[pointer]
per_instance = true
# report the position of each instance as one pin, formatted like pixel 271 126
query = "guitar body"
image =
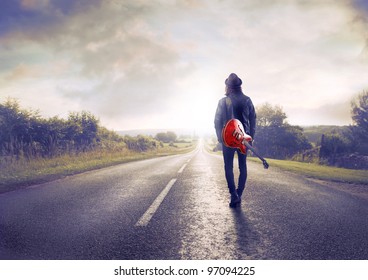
pixel 234 136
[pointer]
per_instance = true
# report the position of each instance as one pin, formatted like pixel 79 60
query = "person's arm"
pixel 219 122
pixel 252 119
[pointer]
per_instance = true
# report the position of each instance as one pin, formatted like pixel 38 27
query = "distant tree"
pixel 276 138
pixel 332 146
pixel 359 131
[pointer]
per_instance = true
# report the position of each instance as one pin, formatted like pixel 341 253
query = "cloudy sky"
pixel 162 63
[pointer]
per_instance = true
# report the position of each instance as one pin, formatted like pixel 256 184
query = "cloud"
pixel 126 60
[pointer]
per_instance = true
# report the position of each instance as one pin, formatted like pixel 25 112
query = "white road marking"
pixel 145 219
pixel 182 168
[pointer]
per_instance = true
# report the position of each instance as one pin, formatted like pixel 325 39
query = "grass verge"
pixel 24 173
pixel 320 172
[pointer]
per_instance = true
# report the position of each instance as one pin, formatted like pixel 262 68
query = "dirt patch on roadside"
pixel 359 190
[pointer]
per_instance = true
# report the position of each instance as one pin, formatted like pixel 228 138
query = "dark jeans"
pixel 228 154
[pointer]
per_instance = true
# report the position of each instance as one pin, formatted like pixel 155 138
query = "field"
pixel 22 173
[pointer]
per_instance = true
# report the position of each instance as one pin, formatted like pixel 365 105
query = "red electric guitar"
pixel 234 136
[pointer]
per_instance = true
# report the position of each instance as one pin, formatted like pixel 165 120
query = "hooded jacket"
pixel 238 106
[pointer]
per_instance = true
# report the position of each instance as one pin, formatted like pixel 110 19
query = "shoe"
pixel 239 195
pixel 234 200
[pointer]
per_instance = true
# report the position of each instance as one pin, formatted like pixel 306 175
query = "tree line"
pixel 25 134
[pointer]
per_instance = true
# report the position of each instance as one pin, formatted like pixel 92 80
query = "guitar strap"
pixel 228 109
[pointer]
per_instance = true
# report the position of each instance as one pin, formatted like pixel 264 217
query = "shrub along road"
pixel 176 207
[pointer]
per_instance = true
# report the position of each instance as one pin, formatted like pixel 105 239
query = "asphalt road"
pixel 176 207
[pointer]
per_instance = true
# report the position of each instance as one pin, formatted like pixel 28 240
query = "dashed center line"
pixel 182 168
pixel 144 220
pixel 147 216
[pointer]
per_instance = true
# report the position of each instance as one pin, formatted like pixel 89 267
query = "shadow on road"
pixel 248 239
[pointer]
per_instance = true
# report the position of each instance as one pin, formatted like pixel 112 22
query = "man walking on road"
pixel 239 106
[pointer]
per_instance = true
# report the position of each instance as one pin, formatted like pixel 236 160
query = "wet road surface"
pixel 176 207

........

Retype the items above word for word, from the first line through the line containing "pixel 359 131", with both ends included. Leave the pictures out of your copy.

§ Response to the task
[pointer]
per_instance = true
# report the position of each instance as one pin, formatted like pixel 271 126
query = "guitar body"
image =
pixel 234 136
[pointer]
per_instance = true
# report the position of each instance as one pin, formatted like pixel 79 60
query = "person's arm"
pixel 219 122
pixel 252 119
[pointer]
per_instance = true
# report the position of each instance as one pin, formatted like pixel 38 27
query = "distant tree"
pixel 276 138
pixel 332 146
pixel 359 131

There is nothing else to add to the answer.